• [What to do]
1: Answer these questions about the article on share market corrections:
(a) By what percentage did the S&P/ASX 200 Index fall over the last month?
(b) What position does Shane Oliver hold at AMP Capital?
(c) What rate of global growth is Oliver forecasting for 2022?
2: Extend the article on share market corrections from the point where it stops, in the same style.

• [Reading text]
If you own ASX shares, you may be worried about the current bear market. Over the last month, the S&P/ASX 200 Index (ASX: XJO) has fallen 2.41%. At one point in the month, the index fell to its lowest point since May.
Shane Oliver, Head of Investment Strategy and Chief Economist at AMP Ltd subsidiary AMP Capital has revealed 7 investment strategies you should know when facing a potential market correction.
Let’s take a closer look.
What investors need to keep in mind
Oliver says a range of reasons is to blame for recent downturns across the globe. These include worries of slowing growth due to the rise of the Delta variant of COVID-19, the tapering of monetary stimulus by central banks, and, more recently – problems at Chinese developer Evergrande. Oliver says a potential collapse of the developer could have ramifications for “the Chinese economy, global growth, and commodity prices (like iron ore).”
But while share market pullbacks can be painful, they are healthy as they help limit complacency and excessive risk-taking. Related to this, shares climb a wall of worry over many years with numerous events dragging them down periodically.
Bouts of volatility are the price we pay for the higher longer-term returns from shares.
With that in mind, here are 7 tips Oliver says investors, such as those in the ASX 200, need to keep in mind.
Oliver’s 7 tips for investors in ASX shares
- Corrections are normal and healthy
Markets have had big downturns in the past, such as in the early 2000s dotcom bubble, the 2008 global financial crisis, and more recently, the COVID sell-off of March 2020. Oliver says September is usually the weakest month for both US and ASX shares, with 50% of Septembers in the US and 70% of Septembers in Australia ending lower over the last decade.
- The main predictor of a “major bear market” is an impeding recession
Oliver doesn’t see one happening soon. He is forecasting global growth to be 4% in 2022. Vaccines are helping ease the economic uncertainty, especially in Australia where a technical recession should be avoided. The Evergrande situation seems to be settled for now as well, which has also allayed fears.

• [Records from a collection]
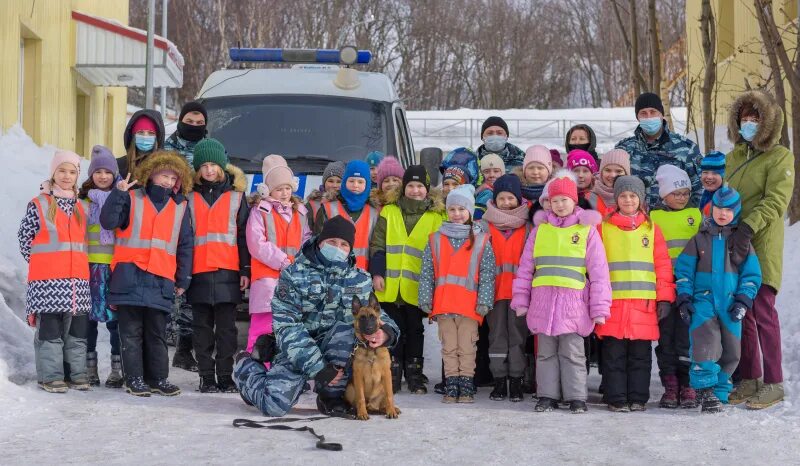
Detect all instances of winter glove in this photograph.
[728,222,753,267]
[656,301,672,322]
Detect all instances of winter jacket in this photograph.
[615,123,703,210]
[247,196,311,314]
[511,207,611,336]
[675,219,761,312]
[186,164,250,306]
[595,212,675,340]
[272,238,400,378]
[725,91,794,290]
[369,188,446,277]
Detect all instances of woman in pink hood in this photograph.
[511,174,611,413]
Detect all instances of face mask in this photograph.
[319,244,347,262]
[483,136,508,152]
[739,121,758,142]
[639,117,663,136]
[135,134,156,152]
[178,121,206,142]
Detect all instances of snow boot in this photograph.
[533,396,558,413]
[125,377,150,397]
[106,354,125,388]
[658,374,679,409]
[728,379,762,405]
[697,388,722,413]
[149,379,181,396]
[456,375,475,403]
[86,351,100,387]
[442,377,459,403]
[199,375,219,393]
[681,385,698,409]
[172,336,198,372]
[406,358,428,395]
[745,383,783,409]
[489,377,508,401]
[508,377,525,403]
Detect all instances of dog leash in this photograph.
[233,416,343,451]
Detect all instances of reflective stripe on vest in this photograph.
[375,204,444,306]
[602,222,656,299]
[189,191,242,274]
[250,208,306,281]
[28,194,89,282]
[531,223,591,290]
[111,189,187,281]
[650,207,703,265]
[322,201,378,270]
[429,232,489,322]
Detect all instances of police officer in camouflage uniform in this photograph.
[615,92,703,210]
[234,215,400,416]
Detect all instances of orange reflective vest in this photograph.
[111,189,187,281]
[487,222,531,302]
[189,191,242,274]
[250,209,305,281]
[429,231,489,324]
[28,194,89,282]
[322,201,378,270]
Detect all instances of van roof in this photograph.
[197,67,400,102]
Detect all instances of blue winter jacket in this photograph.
[675,219,761,312]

• [Numbered answers]
1:
(a) 2.41%
(b) Head of Investment Strategy and Chief Economist
(c) 4%

2:
- Don’t sell shares as soon as they go into the red
As Oliver puts it: “selling shares … whenever shares suffer a setback just turns a paper loss into a real loss with no hope of recovering.” It’s almost impossible to know when the market will recover. Stick to a long-term plan when buying ASX shares.
- Buy low
When markets dip, it can be an opportune time for investors. While Oliver concedes it’s impossible to precisely time the dip, but a fall in the average moving price is a good indicator.
- Share dividends are better than savings rates at the moment
Dividends in commodity shares like BHP Group Ltd (ASX: BHP) may have peaked with the price of iron ore, but a well-diversified portfolio is “likely to remain attractive, particularly against bank deposits.”
- Shares often bottom at the point of “maximum bearishness”
When sentiment seems to be most pessimistic, you should buy shares. When its most optimistic, it may be time to sell.
- Turn down the noise
Ignore small fluctuations and day-to-day news coverage. Oliver says negative news can reach “fever pitch” and only lead to more panic. The investor’s best bet is to make a long-term strategy and stick to it.